> [EXERCISE MATERIALS]
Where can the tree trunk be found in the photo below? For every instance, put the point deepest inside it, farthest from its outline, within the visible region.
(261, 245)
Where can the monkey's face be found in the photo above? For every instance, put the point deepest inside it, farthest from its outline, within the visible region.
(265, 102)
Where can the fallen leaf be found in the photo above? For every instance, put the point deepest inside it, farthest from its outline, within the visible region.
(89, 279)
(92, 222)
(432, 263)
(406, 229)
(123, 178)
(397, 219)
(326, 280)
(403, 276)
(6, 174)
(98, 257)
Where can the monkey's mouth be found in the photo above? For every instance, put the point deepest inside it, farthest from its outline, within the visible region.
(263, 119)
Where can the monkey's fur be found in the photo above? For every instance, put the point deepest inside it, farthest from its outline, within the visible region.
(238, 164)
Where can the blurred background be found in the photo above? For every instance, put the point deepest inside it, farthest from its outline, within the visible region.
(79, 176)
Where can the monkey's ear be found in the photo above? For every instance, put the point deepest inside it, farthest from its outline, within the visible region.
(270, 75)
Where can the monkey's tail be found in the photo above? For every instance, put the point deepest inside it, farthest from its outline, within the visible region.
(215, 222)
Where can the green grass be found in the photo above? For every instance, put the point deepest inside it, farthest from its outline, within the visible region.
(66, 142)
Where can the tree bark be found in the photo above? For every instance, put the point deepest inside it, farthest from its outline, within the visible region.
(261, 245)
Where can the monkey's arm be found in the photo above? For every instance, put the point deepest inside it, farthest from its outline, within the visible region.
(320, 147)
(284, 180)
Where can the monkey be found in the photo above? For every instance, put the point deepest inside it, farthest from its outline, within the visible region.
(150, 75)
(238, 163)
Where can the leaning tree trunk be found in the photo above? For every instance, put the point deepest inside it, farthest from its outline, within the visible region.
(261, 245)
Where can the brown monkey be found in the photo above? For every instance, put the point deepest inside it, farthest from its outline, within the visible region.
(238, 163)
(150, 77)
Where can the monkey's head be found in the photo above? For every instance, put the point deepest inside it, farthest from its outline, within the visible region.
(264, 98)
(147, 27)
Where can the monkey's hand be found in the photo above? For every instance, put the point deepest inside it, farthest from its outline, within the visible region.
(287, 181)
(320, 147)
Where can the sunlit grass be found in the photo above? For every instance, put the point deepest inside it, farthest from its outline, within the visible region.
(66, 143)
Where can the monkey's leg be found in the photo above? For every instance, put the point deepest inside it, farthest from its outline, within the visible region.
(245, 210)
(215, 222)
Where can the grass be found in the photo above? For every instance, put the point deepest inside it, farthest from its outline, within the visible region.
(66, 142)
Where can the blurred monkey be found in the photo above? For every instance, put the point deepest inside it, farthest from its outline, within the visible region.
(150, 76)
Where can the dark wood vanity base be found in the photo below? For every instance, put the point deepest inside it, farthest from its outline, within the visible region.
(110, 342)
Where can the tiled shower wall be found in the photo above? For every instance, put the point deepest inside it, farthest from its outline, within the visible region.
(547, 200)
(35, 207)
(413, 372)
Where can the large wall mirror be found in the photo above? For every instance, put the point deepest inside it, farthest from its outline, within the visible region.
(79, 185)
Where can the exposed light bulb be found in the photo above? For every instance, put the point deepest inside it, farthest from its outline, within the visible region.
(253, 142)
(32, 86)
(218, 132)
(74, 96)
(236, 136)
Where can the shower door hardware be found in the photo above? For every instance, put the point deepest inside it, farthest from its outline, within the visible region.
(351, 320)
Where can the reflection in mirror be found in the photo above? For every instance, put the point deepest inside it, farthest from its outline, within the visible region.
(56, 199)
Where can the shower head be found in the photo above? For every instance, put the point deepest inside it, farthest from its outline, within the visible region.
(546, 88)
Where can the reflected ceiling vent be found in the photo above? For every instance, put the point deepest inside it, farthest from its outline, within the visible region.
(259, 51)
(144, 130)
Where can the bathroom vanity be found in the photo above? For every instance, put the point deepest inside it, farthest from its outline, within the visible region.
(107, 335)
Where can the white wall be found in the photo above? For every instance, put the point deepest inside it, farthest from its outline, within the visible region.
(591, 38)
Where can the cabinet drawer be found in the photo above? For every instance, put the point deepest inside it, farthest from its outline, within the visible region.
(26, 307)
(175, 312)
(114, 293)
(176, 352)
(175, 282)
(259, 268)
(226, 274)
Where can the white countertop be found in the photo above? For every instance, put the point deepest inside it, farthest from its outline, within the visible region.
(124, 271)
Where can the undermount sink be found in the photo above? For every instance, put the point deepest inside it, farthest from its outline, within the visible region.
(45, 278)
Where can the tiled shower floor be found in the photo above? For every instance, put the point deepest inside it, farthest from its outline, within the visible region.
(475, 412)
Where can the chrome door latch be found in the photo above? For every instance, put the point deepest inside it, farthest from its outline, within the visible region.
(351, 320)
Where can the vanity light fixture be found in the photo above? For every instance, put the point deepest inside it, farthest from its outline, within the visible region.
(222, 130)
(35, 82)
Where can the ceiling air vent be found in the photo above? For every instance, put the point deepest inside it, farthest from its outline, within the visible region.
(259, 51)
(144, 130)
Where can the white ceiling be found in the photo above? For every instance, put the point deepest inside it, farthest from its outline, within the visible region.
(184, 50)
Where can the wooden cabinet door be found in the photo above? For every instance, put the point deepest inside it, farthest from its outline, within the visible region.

> [YOUR OBJECTIVE]
Go through the entries above and write each one out exactly.

> [SOLUTION TO THE EXERCISE]
Where can the tree trunk be found in the photo below? For every instance, put the point deepest inside it, farthest from its outline, within the visible region.
(261, 245)
Where can the monkey's face be found in the photo above? For every instance, put the point deepest inside it, farthest from its outline, within the visible region.
(265, 102)
Where can the fallen leaf be found in the photo above? For every instance, put the point deepest inside it, farthest from its outline, within the visible region.
(89, 279)
(92, 222)
(432, 263)
(406, 229)
(123, 178)
(397, 219)
(326, 280)
(403, 276)
(6, 174)
(98, 257)
Where can the monkey's mouth be found in the photo above? For every instance, put the point deepest inside it, farthest from its outline, within the visible region.
(263, 119)
Where can the monkey's fur be found in the photo above? For every instance, put the point deepest inside it, farthest from its outline, within the visible region.
(238, 164)
Where can the blurred background be found in the photo above? For every instance, put the point deepest inside it, farthest from its outline, within the visible region.
(79, 176)
Where can the monkey's ear be found in the photo above? For every instance, put the point deepest inside it, farthest from its outline, within the visible region.
(270, 75)
Where can the monkey's tail be found in the photo above? For every instance, put the point deepest inside it, farthest from its outline, within the visible region.
(215, 222)
Where can the green grass be found in the photo above? For every instance, put the point deepest inside it, farthest from its outline, within the visible region.
(66, 142)
Where can the tree bark be found in the photo above? For every instance, put the point deepest inside it, farthest from its outline, within the visible region.
(261, 245)
Where can the monkey's arm be found in the photo above? For every instance, put the point deepest inside it, farthest from its outline, within the visible region.
(320, 147)
(284, 180)
Where can the monkey be found in the photo above? For every instance, put the point deepest inside it, farthest from its outline, within the visible region.
(150, 75)
(238, 163)
Where can the leaning tree trunk be found in the photo above? For every instance, put the point deepest inside it, farthest from its outline, within the visible region.
(261, 245)
Where can the brown monkey be found in the photo above? For every instance, put the point deepest inside it, farthest from its outline, within the visible region.
(238, 163)
(150, 77)
Where can the monkey's head be found in the photo above? For every instance, put the point deepest inside it, farthest from its outline, within the visible region.
(264, 98)
(147, 27)
Where can the monkey's hand be found in the photo above? For every instance, put the point deepest inside it, farthest from its outline, within the visible region.
(287, 181)
(320, 147)
Where can the sunlit grass be found in the photo above? For every instance, put the point deepest inside it, farthest from its outline, within the visible region.
(66, 143)
Where can the monkey's leg be found in the photo above? For every instance, put the point deepest inside it, farthest from its outline, within the visible region.
(245, 210)
(215, 222)
Where can the grass be found in the photo above? For every instance, put the point deepest inside it, farthest from its outline, within the visible region.
(66, 142)
Where can the blurred monkey be found in the photo above? For every instance, put the point deepest inside it, farthest from its outline, within the visible region.
(150, 76)
Where can the dark wood vanity base be found in the photo below? For every instance, put the point deepest inside it, farthest from its outline, within the visible region.
(110, 342)
Where can the tiled shower wall be found in the photo above? For every instance, put the point deepest inside it, farthest from its outline, within the visible region.
(547, 200)
(35, 207)
(413, 372)
Where can the large wall mirror be found in the photo above? For every instance, put the point deepest inside it, farthest from its outline, within the visible region.
(79, 185)
Where can the exposed light bulb be found in the photo above? For every instance, put the point deepest inside it, farthest from its outline, within the visible region.
(253, 142)
(32, 86)
(218, 132)
(74, 96)
(236, 136)
Where can the shower door hardware be found in the photo above? For every instance, put the point deepest inside it, farthest from its outline, within the visible region.
(351, 320)
Where can the reflection in mirror be found in the photo above? For every instance, put the point deepest inside it, farthest from its outline, within the visible region.
(56, 199)
Where can the shower head be found in the photo above? For every instance, put the point deepest inside it, farthest from its outline, within the visible region.
(546, 88)
Where can the reflected ceiling vent be found in the photo above? For every instance, put the point deepest inside it, farthest from its outline, within the visible region.
(259, 51)
(144, 130)
Where can the bathroom vanity be found in the photo above? For every instance, put the point deepest inside it, farthest from its outline, within the visible region.
(107, 335)
Where can the white wall be found in the photo above? For every instance, put the point deepest inside it, farthest from its outline, within the visible region.
(591, 38)
Where can the cabinet drawer be found in the photo above? For every instance, put the point deepest inside it, farthest from its outline, within the visible region.
(26, 307)
(175, 312)
(114, 293)
(176, 352)
(175, 282)
(259, 268)
(226, 274)
Where can the white countertop be found in the photo above? For every instance, put the point deepest inside it, farthest from its outline, within the visible region.
(124, 271)
Where can the undermount sink be found in the photo above? For every instance, put the point deepest inside it, farthest from its outline, within the visible region.
(45, 278)
Where can the tiled shower floor be found in the photo above? For every instance, put the point deepest inside it, farthest from its outline, within the visible region.
(475, 412)
Where can the chrome door latch be found in the photo above? For every instance, put the point deepest inside it, farthest from its outline, within the visible region.
(351, 320)
Where can the vanity light fixture be found in the photo above? For every instance, put the point deepest inside it, farthest from its outline, within the visible region.
(222, 130)
(35, 82)
Where can the ceiling air vent be found in the photo above? For every instance, put the point deepest inside it, farthest from its outline, within the visible region.
(259, 51)
(144, 130)
Where can the white ceiling be found in the photo above? For every instance, put the point deepest inside it, farthest from its outline, within the visible region.
(184, 50)
Where can the wooden cabinet door be found in the photo above? For every instance, put the point deepest inside it, farthest from its outline, within the visible region.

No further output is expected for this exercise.